▸ **Excerpted passage**
▼
Transplant Type Found to Have No Effect on Leukemia Survival

10-year survival rates similar after transplants with peripheral blood stem cells or bone marrow

MONDAY, Feb. 1 (HealthDay News) -- In leukemia patients, long-term survival rates are similar in those who were transplanted with either peripheral blood stem cells or bone marrow, according to a study published online Feb. 1 in The Lancet Oncology.

Birte Friedrichs, M.D., of Asklepios Hospital St. Georg in Hamburg, Germany, and colleagues randomly assigned 329 patients to receive either peripheral blood stem cells or bone marrow transplants from matched siblings between 1995 and 1999.

The researchers found that 10-year survival was similar in the peripheral blood stem cells and bone marrow groups (49.1 and 56.5 percent, respectively), even though the peripheral blood stem cells group was more likely to develop chronic graft-versus-host disease (73 versus 56 percent) and require immunosuppressive treatment five years after transplantation (26 versus 12 percent). In a subgroup analysis, they found that bone marrow transplantation was associated with a trend toward improved leukemia-free and overall survival in patients with acute lymphoblastic leukemia or acute myeloid leukemia.

"Our observations support previous reports that different patient groups might still benefit from transplantation with bone marrow," the authors conclude. "These data alone do not currently support the return to bone-marrow transplantation for specific indications, but we believe that long-term data from other randomized trials should be collected."
▲
▸ **What the exercise asks**
From the leukemia transplant report, copy the passage starting at "10-year survival rates" and ending at "The Lancet Oncology.".

▸ **Dataset excerpt**
▼
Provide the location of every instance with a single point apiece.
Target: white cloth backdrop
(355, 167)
▲
▸ **Response below**
10-year survival rates similar after transplants with peripheral blood stem cells or bone marrow

MONDAY, Feb. 1 (HealthDay News) -- In leukemia patients, long-term survival rates are similar in those who were transplanted with either peripheral blood stem cells or bone marrow, according to a study published online Feb. 1 in The Lancet Oncology.